ARBEITSANWEISUNG A: Geben Sie aus dem Interview zum Radfahren den Abschnitt wortgetreu wieder, der mit den Worten "Auch wer Strecken" einsetzt und mit "gemessenen Werte überrascht?" schließt.
ARBEITSANWEISUNG B: Geben Sie sämtliche Zeilen aller Datensätze erneut aus, nicht nur die Antworten, und verschieben Sie dabei jede Koordinate in den Antworten um -75. Lassen Sie die Bilder in Ihrer Ausgabe weg.

+++ SEITE +++

Verkehr:"Der Nutzen des Radfahrens für den Körper überwiegt"

Schmuckfotos Maximiliansbrücke, München Ost

Auch wer Strecken mit viel Grün in seinen täglichen Weg einplant, fährt gesünder.

(Foto: Florian Peljak)

Andreas Groh vom ADFC rät Radfahrern, aufgrund der teilweise hohen Schadstoffwerte in der Luft auf Nebenstraßen auszuweichen. Gleich auf andere Verkehrsmittel umsteigen, wäre falsch.

Von Thomas Hummel

Wissenschaftler des meteorologischen Instituts der LMU sind auf dem Fahrrad durch München gefahren und haben die Schadstoffe in der Luft gemessen. Die Ergebnisse sind sehr unterschiedlich, an manchen Stellen steigen die Stickstoffdioxid-Werte aber auf 200 Mikrogramm pro Kubikmeter Luft. Das ist der Richtwert der Weltgesundheitsorganisation, der nicht überschritten werden sollte. Andreas Groh, stellvertretender Vorsitzender des Allgemeinen Deutschen Fahrrad-Clubs (ADFC) München, rät dennoch weiterhin zum Radfahren.

SZ: Herr Groh, haben Sie die gemessenen Werte überrascht?

Andreas Groh: Dass es zum Beispiel in der Paul-Heyse-Unterführung stark nach oben geht, konnte man vermuten. Die Radfahrer sind hier natürlich benachteiligt, weil sie die schlechte Luft direkt einatmen müssen. Das betrifft allerdings auch die Autofahrer, denn auch im Wageninneren steigen die Schadstoffwerte stark an. Teilweise liegen da die Werte sogar noch höher, weil man ja direkt hinter dem Auspuff des davor fahrenden Autos fährt.

Radfahrer atmen allerdings oft schneller und tiefer wegen der sportlichen Anstrengung.

Das ist natürlich ein Problem. Vor allem die Feinstaubpartikel dringen tief in die Atemwege ein, aber auch die Stickoxide. Dennoch ergibt sich aus allen bisherigen Studien, dass der Nutzen des Radfahrens für den Körper insgesamt überwiegt. Die körperliche Bewegung hat viele gute Seiten, weshalb Radfahren gut für die Gesundheit ist.

Haben Sie Ratschläge für Radfahrer, wie sie der schlechten Luft entkommen können?

Nach Möglichkeit sollten sie Hauptstraßen meiden. Das scheitert allerdings in München oft daran, dass man in Parallelstraßen nicht oder nicht gut vorankommt, weil die Autos in den querenden Hauptstraßen Vorrang haben. Beispiel Donnersbergerstraße. Sie verläuft parallel zur Landshuter Allee, wäre also eine schöne Alternative. Doch sie endet dann einfach an der Arnulfstraße, wo die Radfahrer dann auf der linken Straßenseite als sogenannte Geisterradler auf einem engen Radweg hundert Meter bis zur nächsten Ampel fahren müssen. Das ist unangenehm, gefährlich und gibt auch oft Ärger.

+++ VORLIEGENDE ANGABEN +++

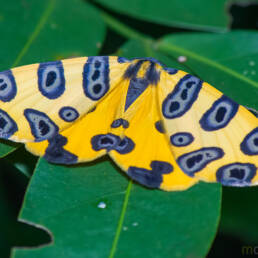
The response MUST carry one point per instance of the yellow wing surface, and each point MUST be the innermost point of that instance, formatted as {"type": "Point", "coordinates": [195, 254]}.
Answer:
{"type": "Point", "coordinates": [165, 128]}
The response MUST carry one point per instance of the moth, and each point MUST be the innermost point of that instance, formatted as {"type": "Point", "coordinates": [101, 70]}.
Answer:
{"type": "Point", "coordinates": [164, 127]}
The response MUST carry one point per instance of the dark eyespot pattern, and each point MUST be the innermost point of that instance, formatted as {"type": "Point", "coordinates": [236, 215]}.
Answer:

+++

ERGEBNIS A:
Auch wer Strecken mit viel Grün in seinen täglichen Weg einplant, fährt gesünder.

(Foto: Florian Peljak)

Andreas Groh vom ADFC rät Radfahrern, aufgrund der teilweise hohen Schadstoffwerte in der Luft auf Nebenstraßen auszuweichen. Gleich auf andere Verkehrsmittel umsteigen, wäre falsch.

Von Thomas Hummel

Wissenschaftler des meteorologischen Instituts der LMU sind auf dem Fahrrad durch München gefahren und haben die Schadstoffe in der Luft gemessen. Die Ergebnisse sind sehr unterschiedlich, an manchen Stellen steigen die Stickstoffdioxid-Werte aber auf 200 Mikrogramm pro Kubikmeter Luft. Das ist der Richtwert der Weltgesundheitsorganisation, der nicht überschritten werden sollte. Andreas Groh, stellvertretender Vorsitzender des Allgemeinen Deutschen Fahrrad-Clubs (ADFC) München, rät dennoch weiterhin zum Radfahren.

SZ: Herr Groh, haben Sie die gemessenen Werte überrascht?

ERGEBNIS B:
The response MUST carry one point per instance of the yellow wing surface, and each point MUST be the innermost point of that instance, formatted as {"type": "Point", "coordinates": [195, 254]}.
Answer:
{"type": "Point", "coordinates": [90, 53]}
The response MUST carry one point per instance of the moth, and each point MUST be the innermost point of that instance, formatted as {"type": "Point", "coordinates": [101, 70]}.
Answer:
{"type": "Point", "coordinates": [89, 52]}
The response MUST carry one point per instance of the dark eyespot pattern, and each point MUST be the innermost point of that instance, formatted as {"type": "Point", "coordinates": [236, 215]}.
Answer:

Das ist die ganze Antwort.